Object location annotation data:
========================================================================

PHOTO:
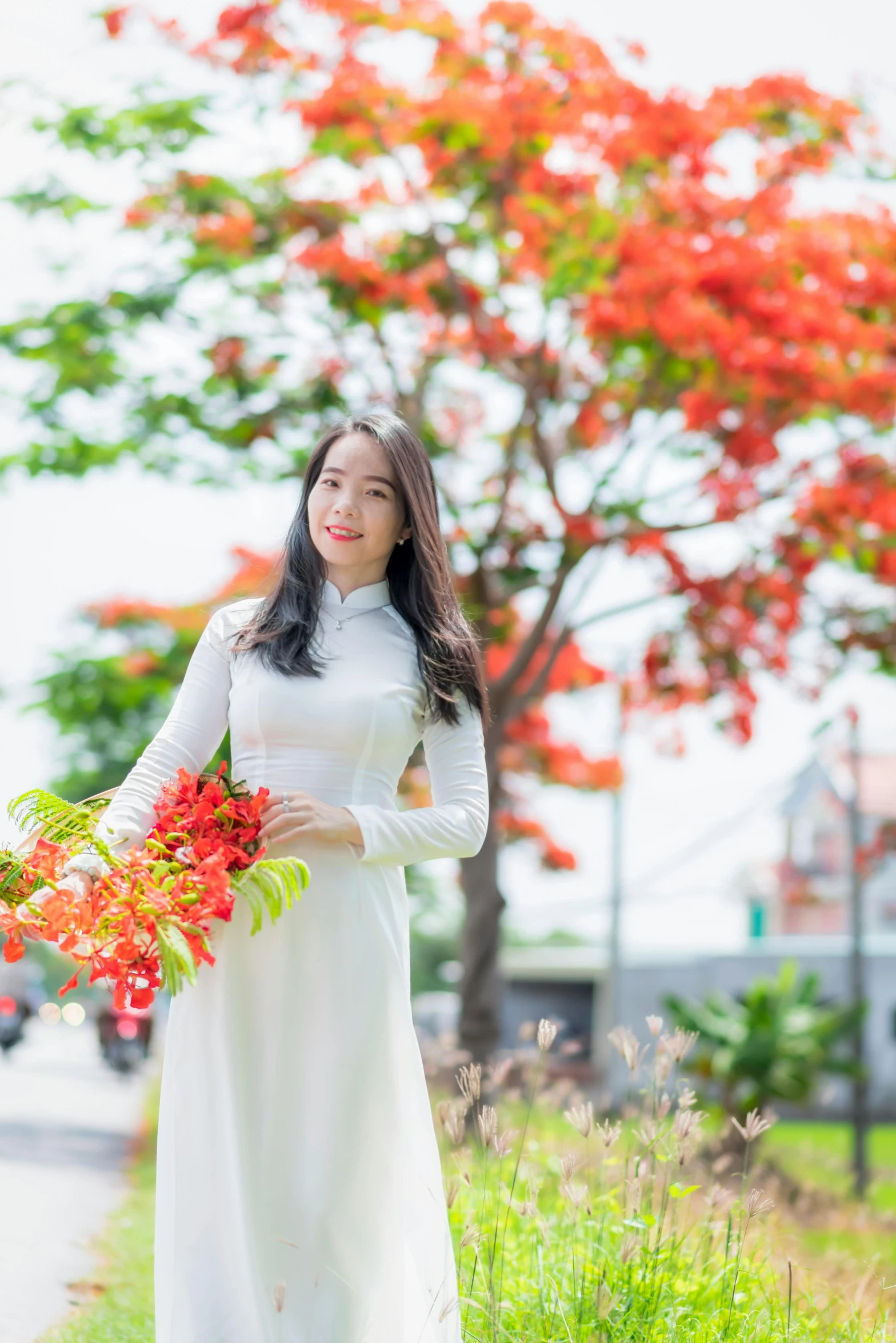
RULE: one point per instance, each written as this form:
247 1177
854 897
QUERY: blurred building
808 891
797 910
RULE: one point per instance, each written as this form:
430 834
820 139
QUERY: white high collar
365 598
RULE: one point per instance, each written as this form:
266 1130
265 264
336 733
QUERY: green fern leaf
176 957
71 824
271 884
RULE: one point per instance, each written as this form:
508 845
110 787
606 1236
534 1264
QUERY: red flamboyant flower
161 896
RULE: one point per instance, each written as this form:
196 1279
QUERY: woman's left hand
306 818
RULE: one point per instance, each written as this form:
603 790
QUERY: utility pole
616 869
858 967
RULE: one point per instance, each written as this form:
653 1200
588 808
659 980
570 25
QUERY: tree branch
530 644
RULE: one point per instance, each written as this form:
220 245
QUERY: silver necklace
344 620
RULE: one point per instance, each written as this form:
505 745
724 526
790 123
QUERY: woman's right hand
79 883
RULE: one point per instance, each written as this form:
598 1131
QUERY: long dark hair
420 586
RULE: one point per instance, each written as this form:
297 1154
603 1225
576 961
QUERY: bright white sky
65 543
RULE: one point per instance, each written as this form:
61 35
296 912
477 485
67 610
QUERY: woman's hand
78 882
307 818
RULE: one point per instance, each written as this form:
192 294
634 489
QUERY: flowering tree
608 343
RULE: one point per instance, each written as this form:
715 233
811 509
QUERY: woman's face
356 513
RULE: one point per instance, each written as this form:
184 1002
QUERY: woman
299 1189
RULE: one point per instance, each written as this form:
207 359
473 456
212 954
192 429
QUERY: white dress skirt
299 1185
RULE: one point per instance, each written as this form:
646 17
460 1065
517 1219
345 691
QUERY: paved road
66 1125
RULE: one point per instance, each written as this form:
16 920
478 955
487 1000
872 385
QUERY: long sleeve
455 825
190 736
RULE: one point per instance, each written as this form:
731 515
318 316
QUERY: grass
562 1238
118 1302
819 1157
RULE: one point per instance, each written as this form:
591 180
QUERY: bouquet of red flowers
148 919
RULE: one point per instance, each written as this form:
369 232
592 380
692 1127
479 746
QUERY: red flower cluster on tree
149 919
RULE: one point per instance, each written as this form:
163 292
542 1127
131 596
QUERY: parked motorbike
125 1036
14 1014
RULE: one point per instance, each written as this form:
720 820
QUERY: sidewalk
66 1123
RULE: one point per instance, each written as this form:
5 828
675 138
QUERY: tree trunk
481 989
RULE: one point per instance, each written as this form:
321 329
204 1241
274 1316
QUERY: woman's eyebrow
337 471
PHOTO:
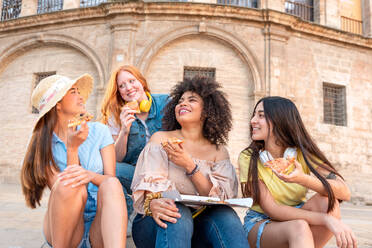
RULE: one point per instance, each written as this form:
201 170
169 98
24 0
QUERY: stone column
272 4
71 4
29 7
367 17
123 43
276 39
319 11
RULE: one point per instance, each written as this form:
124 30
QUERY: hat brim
85 85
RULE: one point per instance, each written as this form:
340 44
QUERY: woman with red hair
131 129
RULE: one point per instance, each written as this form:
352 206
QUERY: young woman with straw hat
86 207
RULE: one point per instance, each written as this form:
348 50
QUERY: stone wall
255 53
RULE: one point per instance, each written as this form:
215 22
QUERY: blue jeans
125 172
217 226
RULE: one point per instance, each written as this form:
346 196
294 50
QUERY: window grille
90 3
241 3
300 8
334 101
351 25
38 77
45 6
190 72
10 9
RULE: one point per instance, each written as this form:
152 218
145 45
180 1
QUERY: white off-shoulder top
155 173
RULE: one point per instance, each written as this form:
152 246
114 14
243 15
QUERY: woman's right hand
164 209
345 237
76 137
126 119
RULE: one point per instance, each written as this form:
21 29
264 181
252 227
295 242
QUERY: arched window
45 6
10 9
89 3
301 8
351 16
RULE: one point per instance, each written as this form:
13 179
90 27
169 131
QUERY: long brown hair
112 101
38 163
289 131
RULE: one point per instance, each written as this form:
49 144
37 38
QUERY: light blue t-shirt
90 159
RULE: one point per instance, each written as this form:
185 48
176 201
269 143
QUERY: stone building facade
255 51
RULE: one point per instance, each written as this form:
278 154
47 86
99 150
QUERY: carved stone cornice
195 11
124 25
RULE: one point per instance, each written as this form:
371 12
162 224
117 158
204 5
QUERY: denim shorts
252 218
89 214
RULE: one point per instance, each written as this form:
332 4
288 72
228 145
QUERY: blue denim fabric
137 134
217 226
90 159
252 218
125 172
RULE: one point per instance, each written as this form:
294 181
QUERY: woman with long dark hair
86 205
198 114
281 216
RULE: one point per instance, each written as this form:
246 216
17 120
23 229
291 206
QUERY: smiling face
129 87
72 103
189 108
260 127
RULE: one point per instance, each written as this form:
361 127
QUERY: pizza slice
133 105
281 165
77 120
172 140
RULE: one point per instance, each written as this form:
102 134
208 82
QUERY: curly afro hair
216 109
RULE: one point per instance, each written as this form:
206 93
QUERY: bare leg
109 227
319 203
294 233
64 222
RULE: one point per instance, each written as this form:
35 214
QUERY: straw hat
52 89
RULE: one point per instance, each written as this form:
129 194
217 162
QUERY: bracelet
148 199
331 175
196 169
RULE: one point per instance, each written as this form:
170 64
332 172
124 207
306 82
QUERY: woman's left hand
296 176
179 156
75 175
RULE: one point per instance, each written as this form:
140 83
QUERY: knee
322 206
110 185
67 194
298 228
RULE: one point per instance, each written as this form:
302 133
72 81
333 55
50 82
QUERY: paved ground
20 227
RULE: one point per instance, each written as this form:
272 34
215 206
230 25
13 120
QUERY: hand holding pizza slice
77 120
281 165
133 105
173 140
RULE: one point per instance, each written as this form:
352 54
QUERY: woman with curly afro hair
189 157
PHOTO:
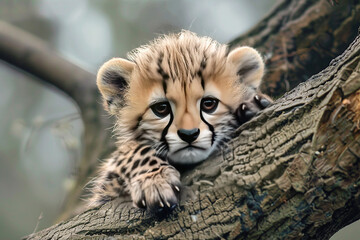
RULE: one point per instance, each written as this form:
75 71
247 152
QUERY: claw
264 102
243 107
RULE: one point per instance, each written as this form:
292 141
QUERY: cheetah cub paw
249 109
156 190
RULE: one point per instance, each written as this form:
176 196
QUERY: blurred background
40 128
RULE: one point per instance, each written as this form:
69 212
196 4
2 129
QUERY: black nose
188 135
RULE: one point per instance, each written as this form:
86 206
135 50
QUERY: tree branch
300 38
32 55
288 174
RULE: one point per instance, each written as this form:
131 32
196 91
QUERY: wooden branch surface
292 172
300 38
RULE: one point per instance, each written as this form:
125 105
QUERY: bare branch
292 172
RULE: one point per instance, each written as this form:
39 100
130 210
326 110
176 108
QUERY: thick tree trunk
292 172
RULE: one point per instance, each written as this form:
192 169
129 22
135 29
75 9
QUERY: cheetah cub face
180 94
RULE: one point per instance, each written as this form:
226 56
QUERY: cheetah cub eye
176 100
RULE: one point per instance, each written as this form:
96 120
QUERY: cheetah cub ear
113 80
248 65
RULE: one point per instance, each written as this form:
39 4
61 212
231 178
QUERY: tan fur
181 70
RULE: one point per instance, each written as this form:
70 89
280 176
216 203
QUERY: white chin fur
189 155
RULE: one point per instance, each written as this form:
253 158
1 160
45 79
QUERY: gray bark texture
293 172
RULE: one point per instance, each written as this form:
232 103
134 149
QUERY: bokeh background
41 129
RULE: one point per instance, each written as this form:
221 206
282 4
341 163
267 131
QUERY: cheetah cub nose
189 135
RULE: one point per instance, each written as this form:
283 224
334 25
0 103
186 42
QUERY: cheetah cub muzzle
176 101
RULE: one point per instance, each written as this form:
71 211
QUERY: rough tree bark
292 172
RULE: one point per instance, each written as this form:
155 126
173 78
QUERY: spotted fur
176 100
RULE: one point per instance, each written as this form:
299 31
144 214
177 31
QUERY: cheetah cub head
179 94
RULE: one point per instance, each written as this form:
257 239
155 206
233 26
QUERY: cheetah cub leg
157 188
152 182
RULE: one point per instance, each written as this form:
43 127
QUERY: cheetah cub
176 101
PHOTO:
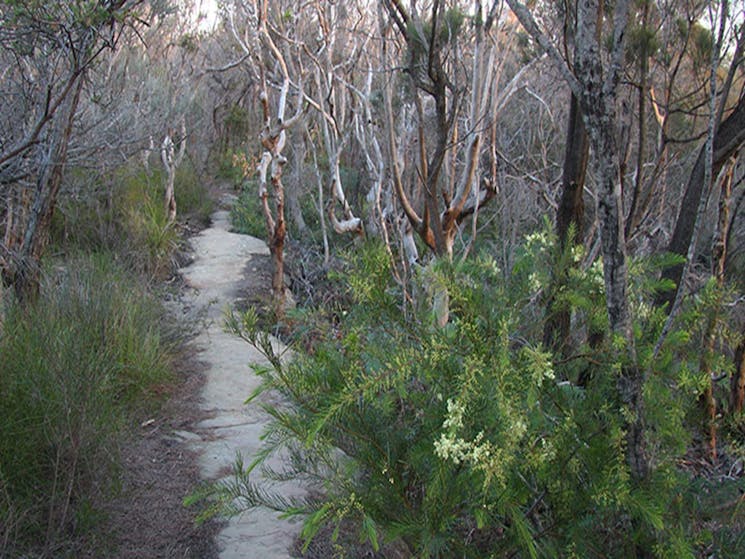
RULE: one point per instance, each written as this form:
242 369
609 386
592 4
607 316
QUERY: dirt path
220 259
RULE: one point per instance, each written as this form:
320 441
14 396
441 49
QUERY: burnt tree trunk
24 273
569 217
728 138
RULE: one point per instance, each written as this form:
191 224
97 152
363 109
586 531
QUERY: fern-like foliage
472 440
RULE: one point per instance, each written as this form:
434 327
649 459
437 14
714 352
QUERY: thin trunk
738 379
569 217
719 257
634 213
26 276
728 138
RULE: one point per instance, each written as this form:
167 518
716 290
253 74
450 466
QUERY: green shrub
472 440
246 215
72 367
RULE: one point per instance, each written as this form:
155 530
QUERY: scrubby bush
73 366
123 212
472 440
246 215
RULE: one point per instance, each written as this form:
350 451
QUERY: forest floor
196 434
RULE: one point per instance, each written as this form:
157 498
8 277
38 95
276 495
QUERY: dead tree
443 196
171 161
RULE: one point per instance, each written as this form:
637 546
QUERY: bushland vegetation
517 229
87 345
536 350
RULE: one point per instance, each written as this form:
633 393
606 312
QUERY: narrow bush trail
215 276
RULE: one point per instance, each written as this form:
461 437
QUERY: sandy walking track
215 276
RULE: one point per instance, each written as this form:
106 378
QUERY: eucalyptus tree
446 110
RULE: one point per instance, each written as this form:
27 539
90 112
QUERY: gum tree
47 49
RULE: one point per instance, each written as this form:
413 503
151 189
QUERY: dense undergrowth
81 363
472 440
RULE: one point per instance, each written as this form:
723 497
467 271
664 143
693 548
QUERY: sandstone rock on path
215 276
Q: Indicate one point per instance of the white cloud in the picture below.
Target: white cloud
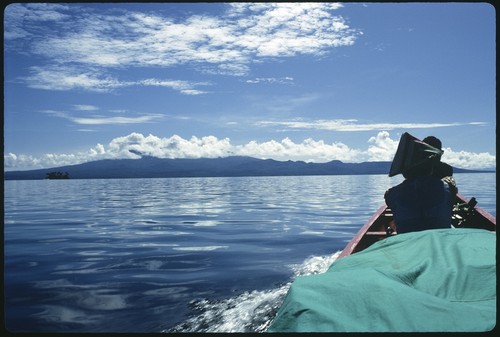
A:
(84, 107)
(381, 148)
(350, 125)
(70, 78)
(225, 44)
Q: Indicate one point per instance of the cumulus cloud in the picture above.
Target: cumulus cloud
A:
(381, 147)
(84, 44)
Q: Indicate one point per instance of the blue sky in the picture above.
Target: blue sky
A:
(298, 81)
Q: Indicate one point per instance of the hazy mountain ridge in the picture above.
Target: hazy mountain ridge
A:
(152, 167)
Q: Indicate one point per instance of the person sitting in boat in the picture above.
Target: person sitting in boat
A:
(423, 200)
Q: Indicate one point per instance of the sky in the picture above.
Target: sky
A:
(294, 81)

========================================================================

**TO BE DONE**
Drop the pictures, then write out only the lines running from the one containing "Q: Indicate one point per instance of the white" through the last line above, both included, exactly.

**SOLUTION TO THE PROBLEM**
Q: Indicate one point per instance of the white cloud in the picture below.
Target: white cloud
A:
(84, 107)
(381, 148)
(350, 125)
(70, 78)
(225, 44)
Q: Indicate one point per instance of the cumulus cloud in the picture above.
Target: cumulus cloud
A:
(381, 147)
(84, 44)
Q: Indicate one point per instance of the blue sky in the picture above.
Target: blue sky
A:
(298, 81)
Q: Indicate one point per instance of the hazy mountain ridge in the picture above.
Target: hazy mountain ridge
A:
(152, 167)
Q: Indicate one point per instance of the person sitting in boat in the picture above.
Target: person sitting in boat
A:
(423, 200)
Q: Indicate one point per instance of the sky in the picture above.
Target: sky
A:
(294, 81)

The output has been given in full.